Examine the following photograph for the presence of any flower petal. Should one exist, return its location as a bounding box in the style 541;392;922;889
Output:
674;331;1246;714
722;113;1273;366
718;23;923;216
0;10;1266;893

» Problem to work on: Lay out the records above as a Markdown table with the columns Row and Line, numbering each nonblank line in order and skipping blank lines.

» Task solution:
| Row | Line |
|---|---|
| 1 | Examine the following photograph for the presence of any flower petal. Should one exist, return its location as a bounding box in the style 541;392;922;889 |
| 2 | Output: |
| 3 | 674;331;1246;714 |
| 4 | 722;113;1273;366 |
| 5 | 718;23;923;216 |
| 6 | 0;10;1266;893 |